## TEXT UNDER STUDY
· · ·
Bird flu infections went undetected in veterinarians, CDC study shows

Bird flu infections went undetected in veterinarians, CDC study shows

CNNBlood testing of large-animal veterinarians suggests that H5N1 bird flu has spread more widely than US surveillance of the virus is capturing, according to a new study by federal and state disease detectives.

The study comes as Ohio announced its first human case of H5N1 in a poultry worker who was hospitalized with respiratory symptoms but has since recovered.

The new study of vets found that three of the 150 who signed up to be tested – or 2% – had antibodies against bird flu in their blood. Antibodies indicate that the vets were infected with bird flu, although they didn’t have symptoms.

It is one of three studies on bird flu that were delayed after the Trump administration issued a pause on outside communications from federal health agencies last month.

The study on blood testing of vets who treat cows was released Thursday in the Morbidity and Mortality Weekly Report, which is published by the US Centers for Disease Control and Prevention.

The other studies, which still have not been released, reportedly detail transmission between cats infected with bird flu and people in the same household, and discuss H5N1 detections in wastewater.
· · ·
Point localization data
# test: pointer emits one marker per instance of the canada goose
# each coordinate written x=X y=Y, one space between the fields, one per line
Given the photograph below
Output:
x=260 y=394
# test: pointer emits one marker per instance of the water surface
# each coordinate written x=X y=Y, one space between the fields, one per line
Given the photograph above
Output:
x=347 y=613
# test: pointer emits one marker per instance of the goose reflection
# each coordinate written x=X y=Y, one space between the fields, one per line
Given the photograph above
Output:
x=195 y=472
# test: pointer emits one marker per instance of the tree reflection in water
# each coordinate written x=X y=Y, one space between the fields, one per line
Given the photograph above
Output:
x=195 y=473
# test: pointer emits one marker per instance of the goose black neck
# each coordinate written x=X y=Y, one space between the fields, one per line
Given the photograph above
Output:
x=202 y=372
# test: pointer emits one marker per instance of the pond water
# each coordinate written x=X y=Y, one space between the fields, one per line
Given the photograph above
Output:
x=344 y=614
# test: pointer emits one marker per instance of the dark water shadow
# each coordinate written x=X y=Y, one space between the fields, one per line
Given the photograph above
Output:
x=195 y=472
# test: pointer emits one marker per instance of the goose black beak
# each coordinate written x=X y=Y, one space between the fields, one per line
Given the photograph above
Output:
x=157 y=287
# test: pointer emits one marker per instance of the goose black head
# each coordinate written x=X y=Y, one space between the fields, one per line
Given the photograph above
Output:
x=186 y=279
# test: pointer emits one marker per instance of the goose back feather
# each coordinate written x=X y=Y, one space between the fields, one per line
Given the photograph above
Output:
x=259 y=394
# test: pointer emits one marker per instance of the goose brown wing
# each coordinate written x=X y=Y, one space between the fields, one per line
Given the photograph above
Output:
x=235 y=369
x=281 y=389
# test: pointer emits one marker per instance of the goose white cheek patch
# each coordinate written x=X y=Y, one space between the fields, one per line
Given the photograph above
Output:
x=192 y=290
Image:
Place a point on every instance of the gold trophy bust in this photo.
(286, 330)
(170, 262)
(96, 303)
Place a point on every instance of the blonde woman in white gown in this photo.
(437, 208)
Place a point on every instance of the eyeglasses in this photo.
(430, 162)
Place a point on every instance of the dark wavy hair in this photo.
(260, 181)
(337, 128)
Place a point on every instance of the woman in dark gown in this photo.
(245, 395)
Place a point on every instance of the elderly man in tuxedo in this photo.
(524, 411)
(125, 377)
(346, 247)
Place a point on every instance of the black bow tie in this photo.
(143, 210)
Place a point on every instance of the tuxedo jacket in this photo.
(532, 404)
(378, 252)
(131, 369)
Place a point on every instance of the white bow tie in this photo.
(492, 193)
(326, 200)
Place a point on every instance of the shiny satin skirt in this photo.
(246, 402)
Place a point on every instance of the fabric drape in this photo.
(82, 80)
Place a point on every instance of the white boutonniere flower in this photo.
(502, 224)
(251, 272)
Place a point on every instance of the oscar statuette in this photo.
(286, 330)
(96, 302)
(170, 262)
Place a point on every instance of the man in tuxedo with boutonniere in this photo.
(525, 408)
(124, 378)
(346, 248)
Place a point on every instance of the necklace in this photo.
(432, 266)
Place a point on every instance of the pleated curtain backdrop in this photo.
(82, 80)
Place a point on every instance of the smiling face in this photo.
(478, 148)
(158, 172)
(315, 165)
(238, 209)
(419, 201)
· · ·
## WHAT TO DO
Please revise the bird flu article from "It is one of" up to and including "Control and Prevention.", changing "Thursday" to "Wednesday".

## RESULT OF THIS TASK
It is one of three studies on bird flu that were delayed after the Trump administration issued a pause on outside communications from federal health agencies last month.

The study on blood testing of vets who treat cows was released Wednesday in the Morbidity and Mortality Weekly Report, which is published by the US Centers for Disease Control and Prevention.